[A run of records]
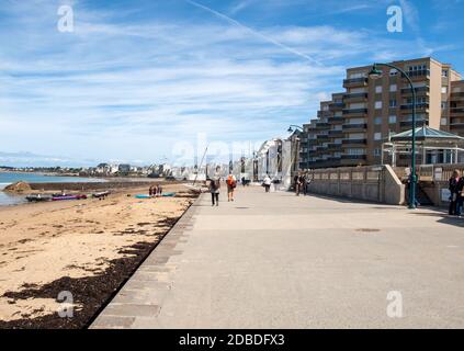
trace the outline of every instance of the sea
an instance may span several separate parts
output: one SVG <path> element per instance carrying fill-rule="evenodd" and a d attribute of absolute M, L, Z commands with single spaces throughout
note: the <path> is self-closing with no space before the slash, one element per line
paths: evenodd
<path fill-rule="evenodd" d="M 2 192 L 7 185 L 23 181 L 27 183 L 75 183 L 75 182 L 101 182 L 101 179 L 45 176 L 41 173 L 13 173 L 0 172 L 0 206 L 15 205 L 25 202 L 24 195 L 13 195 Z"/>

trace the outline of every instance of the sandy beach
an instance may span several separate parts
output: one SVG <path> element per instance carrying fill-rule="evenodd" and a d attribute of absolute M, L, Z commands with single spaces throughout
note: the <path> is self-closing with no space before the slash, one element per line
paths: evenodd
<path fill-rule="evenodd" d="M 0 207 L 0 328 L 86 327 L 196 197 L 182 184 L 165 185 L 176 197 L 133 196 L 146 192 Z M 60 292 L 72 318 L 57 314 Z"/>

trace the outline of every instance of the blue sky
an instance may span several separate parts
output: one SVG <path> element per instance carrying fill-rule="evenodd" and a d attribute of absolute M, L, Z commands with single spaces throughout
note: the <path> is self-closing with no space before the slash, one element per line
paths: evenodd
<path fill-rule="evenodd" d="M 57 9 L 73 10 L 72 33 Z M 389 5 L 404 32 L 386 30 Z M 464 72 L 464 0 L 0 0 L 0 165 L 151 163 L 179 143 L 284 136 L 347 67 Z"/>

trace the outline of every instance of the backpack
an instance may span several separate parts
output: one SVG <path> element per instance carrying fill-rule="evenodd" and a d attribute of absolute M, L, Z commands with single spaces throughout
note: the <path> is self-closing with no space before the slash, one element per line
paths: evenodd
<path fill-rule="evenodd" d="M 234 176 L 227 177 L 227 184 L 231 188 L 235 188 L 237 185 L 237 182 L 234 179 Z"/>

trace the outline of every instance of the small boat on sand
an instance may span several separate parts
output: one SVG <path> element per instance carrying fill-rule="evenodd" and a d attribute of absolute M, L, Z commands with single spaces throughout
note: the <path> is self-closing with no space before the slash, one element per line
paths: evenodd
<path fill-rule="evenodd" d="M 173 197 L 176 196 L 176 193 L 162 193 L 162 197 Z"/>
<path fill-rule="evenodd" d="M 46 202 L 46 201 L 50 201 L 52 196 L 50 195 L 43 195 L 43 194 L 33 194 L 33 195 L 27 195 L 26 200 L 29 202 Z"/>
<path fill-rule="evenodd" d="M 110 195 L 110 192 L 109 191 L 102 191 L 100 193 L 93 193 L 92 194 L 92 197 L 94 197 L 94 199 L 104 199 L 107 195 Z"/>
<path fill-rule="evenodd" d="M 53 196 L 52 201 L 66 201 L 66 200 L 84 200 L 87 195 L 60 195 L 60 196 Z"/>

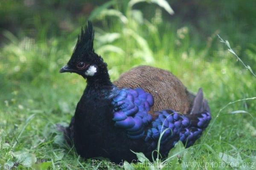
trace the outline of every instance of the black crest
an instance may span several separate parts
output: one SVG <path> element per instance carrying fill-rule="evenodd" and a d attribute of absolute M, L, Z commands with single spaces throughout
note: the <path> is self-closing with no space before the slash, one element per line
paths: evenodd
<path fill-rule="evenodd" d="M 73 54 L 81 57 L 84 53 L 94 52 L 93 39 L 94 31 L 90 21 L 88 21 L 87 26 L 82 27 L 81 34 L 78 38 Z"/>

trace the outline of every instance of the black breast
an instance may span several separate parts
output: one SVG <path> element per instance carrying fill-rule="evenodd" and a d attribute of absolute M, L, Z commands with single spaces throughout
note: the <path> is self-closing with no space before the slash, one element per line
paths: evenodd
<path fill-rule="evenodd" d="M 143 152 L 148 148 L 143 139 L 131 140 L 123 130 L 114 127 L 113 110 L 109 99 L 82 97 L 75 114 L 74 138 L 81 157 L 108 158 L 117 163 L 122 158 L 131 161 L 136 157 L 130 150 Z"/>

- _EXERCISE PROMPT_
Change "an instance may span several separate parts" to "an instance may consist of several disjoint regions" throughout the records above, keeping everything else the same, and omit the pictures from your answer.

- _ANSWER TO THIS TASK_
trace the outline of every instance of the sea
an instance may consist of several disjoint regions
output: one SVG <path> element per instance carrying fill-rule="evenodd" and a d attribute of absolute M, L, Z commands with single spaces throughout
note: the <path> is self-closing with no space before the slash, one element per line
paths: evenodd
<path fill-rule="evenodd" d="M 2 192 L 7 185 L 23 181 L 27 183 L 75 183 L 75 182 L 101 182 L 101 179 L 45 176 L 41 173 L 13 173 L 0 172 L 0 206 L 15 205 L 25 202 L 24 195 L 13 195 Z"/>

trace the outline of every instance of the sandy beach
an instance may consist of several disjoint regions
output: one SVG <path> element per instance carrying fill-rule="evenodd" and a d attribute of absolute M, L, Z commands with single spaces throughout
note: the <path> is self-closing with no space before the slash, one element per line
paths: evenodd
<path fill-rule="evenodd" d="M 0 207 L 0 328 L 86 327 L 196 197 L 182 184 L 165 185 L 176 197 L 133 196 L 146 192 Z M 60 292 L 72 318 L 57 314 Z"/>

trace the outline of every instance of the blue sky
an instance may consist of several disjoint regions
output: one SVG <path> element per instance carrying fill-rule="evenodd" and a d attribute of absolute M, L, Z commands with single spaces throughout
note: the <path> is self-closing with no space before the slash, one element per line
paths: evenodd
<path fill-rule="evenodd" d="M 57 9 L 73 10 L 72 33 Z M 389 5 L 404 32 L 386 30 Z M 464 72 L 464 0 L 0 0 L 0 165 L 151 163 L 179 143 L 284 136 L 347 67 Z"/>

trace the outline of every instance of the backpack
an instance may consist of several disjoint regions
output: one SVG <path> element per instance carrying fill-rule="evenodd" and a d attribute of absolute M, L, Z commands with single spaces throughout
note: the <path> is self-closing with no space before the slash, one element per line
paths: evenodd
<path fill-rule="evenodd" d="M 234 176 L 227 177 L 227 184 L 231 188 L 235 188 L 237 185 L 237 182 L 234 179 Z"/>

trace the outline of every instance of the small boat on sand
an instance may consist of several disjoint regions
output: one SVG <path> element per instance carrying fill-rule="evenodd" and a d attribute of absolute M, L, Z commands with single spaces throughout
note: the <path> is self-closing with no space before the slash, one element per line
paths: evenodd
<path fill-rule="evenodd" d="M 173 197 L 176 196 L 176 193 L 162 193 L 162 197 Z"/>
<path fill-rule="evenodd" d="M 46 202 L 46 201 L 50 201 L 52 196 L 50 195 L 43 195 L 43 194 L 33 194 L 33 195 L 27 195 L 26 200 L 29 202 Z"/>
<path fill-rule="evenodd" d="M 110 195 L 110 192 L 109 191 L 102 191 L 100 193 L 93 193 L 92 194 L 92 197 L 94 197 L 94 199 L 104 199 L 107 195 Z"/>
<path fill-rule="evenodd" d="M 53 196 L 52 201 L 66 201 L 66 200 L 84 200 L 87 195 L 60 195 L 60 196 Z"/>

trace the outline of every instance of the black crest
an instance may consist of several disjoint regions
output: one SVG <path> element per instance carrying fill-rule="evenodd" and a d attribute of absolute M, L, Z commands with single spaces throughout
note: the <path> is self-closing with no space before the slash, one element per line
paths: evenodd
<path fill-rule="evenodd" d="M 73 54 L 81 57 L 84 53 L 94 52 L 93 39 L 94 31 L 90 21 L 88 21 L 87 26 L 82 27 L 81 34 L 78 38 Z"/>

trace the outline of every instance of the black breast
an instance may consist of several disjoint regions
output: one SVG <path> element per instance carrying fill-rule="evenodd" and a d attribute of absolute M, L, Z commands with single spaces throughout
note: the <path> is self-closing with no space before the slash, one element per line
paths: evenodd
<path fill-rule="evenodd" d="M 143 152 L 148 148 L 143 139 L 131 140 L 123 130 L 114 127 L 113 110 L 109 99 L 82 97 L 75 114 L 74 138 L 81 157 L 108 158 L 117 163 L 122 158 L 131 161 L 136 157 L 130 150 Z"/>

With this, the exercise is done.